Stored records
[start]

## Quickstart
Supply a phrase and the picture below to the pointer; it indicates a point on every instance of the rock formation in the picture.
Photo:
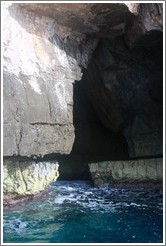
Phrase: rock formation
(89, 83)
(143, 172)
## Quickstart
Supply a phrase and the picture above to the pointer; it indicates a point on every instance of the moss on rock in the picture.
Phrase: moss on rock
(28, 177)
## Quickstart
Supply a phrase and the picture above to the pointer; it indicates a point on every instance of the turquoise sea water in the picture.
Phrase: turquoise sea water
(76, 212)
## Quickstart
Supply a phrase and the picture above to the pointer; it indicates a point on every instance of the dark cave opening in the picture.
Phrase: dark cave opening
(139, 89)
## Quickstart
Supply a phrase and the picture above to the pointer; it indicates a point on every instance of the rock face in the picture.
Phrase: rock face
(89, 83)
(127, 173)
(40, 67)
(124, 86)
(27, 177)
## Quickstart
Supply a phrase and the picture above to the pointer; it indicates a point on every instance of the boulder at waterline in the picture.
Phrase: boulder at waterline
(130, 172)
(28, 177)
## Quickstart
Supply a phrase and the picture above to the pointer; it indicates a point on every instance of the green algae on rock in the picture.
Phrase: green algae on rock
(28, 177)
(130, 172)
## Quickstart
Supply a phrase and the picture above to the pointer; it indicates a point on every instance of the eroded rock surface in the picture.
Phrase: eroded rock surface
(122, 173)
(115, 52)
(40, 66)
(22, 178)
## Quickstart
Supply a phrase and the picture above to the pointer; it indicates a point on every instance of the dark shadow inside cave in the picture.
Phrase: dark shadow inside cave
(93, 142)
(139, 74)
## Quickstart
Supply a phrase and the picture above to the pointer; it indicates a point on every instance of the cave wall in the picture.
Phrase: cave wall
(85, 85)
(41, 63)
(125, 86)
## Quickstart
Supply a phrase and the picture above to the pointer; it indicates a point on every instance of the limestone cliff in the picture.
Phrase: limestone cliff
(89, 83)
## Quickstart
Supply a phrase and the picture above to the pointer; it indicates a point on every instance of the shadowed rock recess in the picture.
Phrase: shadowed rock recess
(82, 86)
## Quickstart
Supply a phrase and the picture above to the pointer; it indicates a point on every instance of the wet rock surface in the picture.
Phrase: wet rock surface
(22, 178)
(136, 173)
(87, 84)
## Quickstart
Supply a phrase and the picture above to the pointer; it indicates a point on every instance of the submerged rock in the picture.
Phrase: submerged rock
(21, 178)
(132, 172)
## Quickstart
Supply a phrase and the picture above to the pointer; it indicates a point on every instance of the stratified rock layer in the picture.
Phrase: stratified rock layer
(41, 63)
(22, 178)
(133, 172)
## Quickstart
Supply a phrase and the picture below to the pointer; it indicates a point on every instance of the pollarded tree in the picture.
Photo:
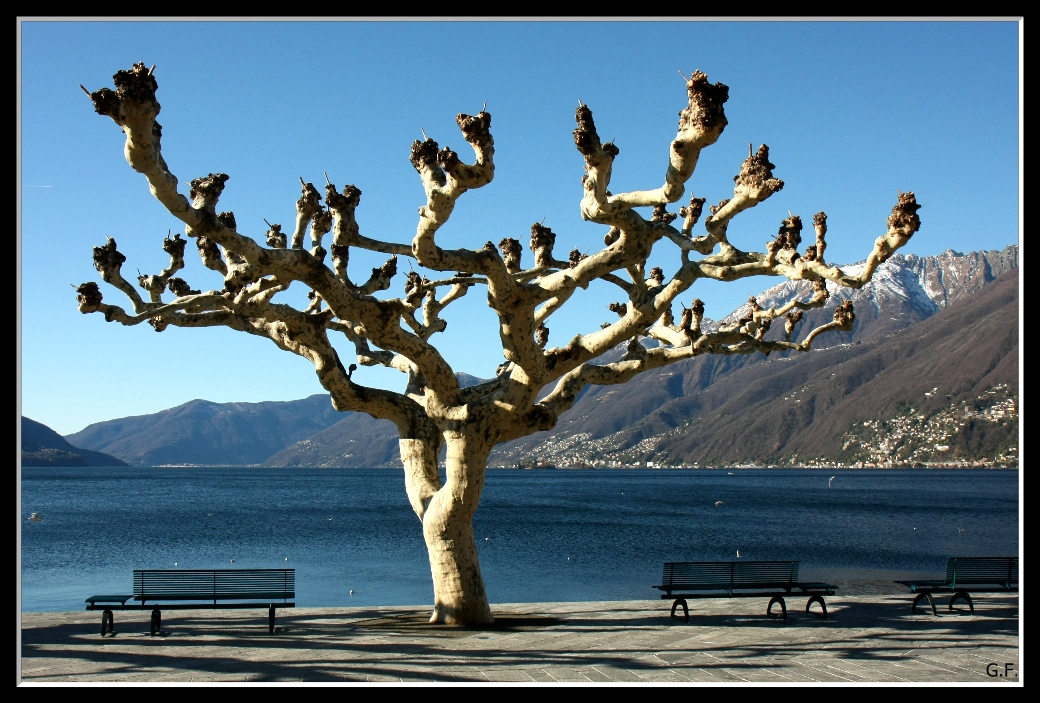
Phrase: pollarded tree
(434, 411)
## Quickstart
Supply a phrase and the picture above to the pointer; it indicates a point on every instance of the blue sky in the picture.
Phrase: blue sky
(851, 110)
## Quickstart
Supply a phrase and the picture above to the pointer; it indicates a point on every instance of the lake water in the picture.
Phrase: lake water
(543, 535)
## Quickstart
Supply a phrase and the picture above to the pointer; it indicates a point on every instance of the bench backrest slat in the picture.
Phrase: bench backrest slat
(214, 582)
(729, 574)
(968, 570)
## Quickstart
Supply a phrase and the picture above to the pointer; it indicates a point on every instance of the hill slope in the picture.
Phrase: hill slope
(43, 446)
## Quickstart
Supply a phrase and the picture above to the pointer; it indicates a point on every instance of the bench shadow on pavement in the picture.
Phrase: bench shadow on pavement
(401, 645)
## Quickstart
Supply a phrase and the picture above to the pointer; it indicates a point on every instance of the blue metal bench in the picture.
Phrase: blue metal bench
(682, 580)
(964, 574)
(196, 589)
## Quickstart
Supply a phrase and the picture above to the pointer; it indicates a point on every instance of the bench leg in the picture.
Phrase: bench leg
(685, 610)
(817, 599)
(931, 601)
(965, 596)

[end]

- Exercise -
Quote the records in their entirety, keeping the wording exact and excluding pictures.

- Final result -
## Quickstart
Supply a phrase and the picture below to the pointer; it indicates a point on every instance of the rock formation in the picture.
Photo:
Phrase: rock formation
(89, 83)
(143, 172)
## Quickstart
Supply a phrase and the picture above to the pointer; it indicates a point on every instance of the moss on rock in the picture.
Phrase: moss on rock
(28, 177)
## Quickstart
Supply a phrase and the picture above to the pointer; it indicates a point on every instance of the turquoise sea water in the picture.
Phrase: turquoise sea water
(76, 212)
## Quickstart
Supply a phrase and the picture above to the pointer; it indicates a point on every instance of the dark cave opening in the picture.
Phrase: dark cave opening
(139, 89)
## Quickstart
Supply a phrase and the picture above to the pointer; it indicates a point on every instance of the rock face in the picture.
Phrase: rock face
(89, 83)
(127, 173)
(40, 67)
(124, 86)
(27, 177)
## Quickstart
Supply a phrase and the picture above to the pointer; it indicates a point on every instance of the boulder at waterline in the picture.
Phrase: boulder at waterline
(130, 172)
(28, 177)
## Quickstart
Supply a phrase and the picture above to the pointer; it indicates a point on every instance of the green algae on rock in the picture.
Phrase: green algae on rock
(28, 177)
(130, 172)
## Quickstart
Supply a phrase and the picture above to the pointer; it indicates a point on every instance of the eroded rock surface in the picture.
Phrase: eroded rock surface
(122, 173)
(115, 52)
(40, 66)
(22, 178)
## Quickstart
Supply a phrase and the picture above to the pointer; it indicates a point on every instance of the dark shadow inside cave in the picture.
Phrase: dark shadow inside cave
(93, 142)
(139, 74)
## Quickstart
Supply a phrase and the picture above to the pointer; it indicates a point on every instance of the cave wall in the picture.
Phrase: cave wall
(85, 85)
(41, 63)
(125, 86)
## Quickstart
Supply a phrase and the picture above to the pointer; it indicates a point on every instance of the limestone cliff in the picture.
Phrase: limestone cliff
(89, 83)
## Quickstart
Supply a phrase and the picture above to the pointer; it indicates a point on every instance of the shadowed rock recess in the picture.
Phrase: shadowed rock recess
(82, 86)
## Quickstart
Supply a phrase and the picture above to the pointer; it indicates a point on every instance of the wet rock surface in the picture.
Phrase: wet rock surface
(22, 178)
(136, 173)
(87, 84)
## Quickstart
Supply a phrase and the picture above to the pointer; it indicates a point on every instance of the submerged rock in the picture.
Phrase: submerged rock
(21, 178)
(132, 172)
## Quickstart
Supply a phrase and the picture above to the pointer; it indicates a point on every instance of the stratified rock layer in the picture.
Phrase: stratified rock layer
(41, 63)
(22, 178)
(133, 172)
## Quickstart
Supply a phrase and the picture below to the pointer; it indicates a point on every instance of the pollarded tree in the picture.
Photo:
Phrase: pollarded tree
(434, 411)
## Quickstart
Supply a phrase and the picture above to the pointer; it indicates a point on every instance of the blue sky in the picture.
Phrase: blue sky
(851, 110)
## Quickstart
Supply a phrase and the picture above to the pointer; it indicates a point on every instance of the lake water in the picture.
Phrase: lake water
(543, 535)
## Quickstart
Supply a phrase and the picture above to the pointer; it indicates a point on every instance of the bench backrest slat in the picture.
Phrase: bench backrest slat
(214, 582)
(729, 574)
(968, 570)
## Quickstart
Supply a phrase and the picture above to the pointer; it indicates a point on every instance of the hill slope in the picture.
Phrase: hill slope
(43, 446)
## Quickstart
Supply a phrase and the picture above to the pointer; it indicates a point on every instance of the bench shadow on pavement in the picture.
Phrase: bench shadow on pavement
(401, 645)
## Quickstart
Supply a phrase and the picture above to the pointer; it indicates a point on every instance of the blue metal bench in the picture.
Phrase: blue metal bench
(682, 580)
(964, 574)
(196, 589)
## Quickstart
Supply a phrase and the picture above to the pointer; it indicates a point on every instance of the bench leg in the picture.
Phrase: bench leg
(685, 610)
(817, 599)
(931, 601)
(965, 596)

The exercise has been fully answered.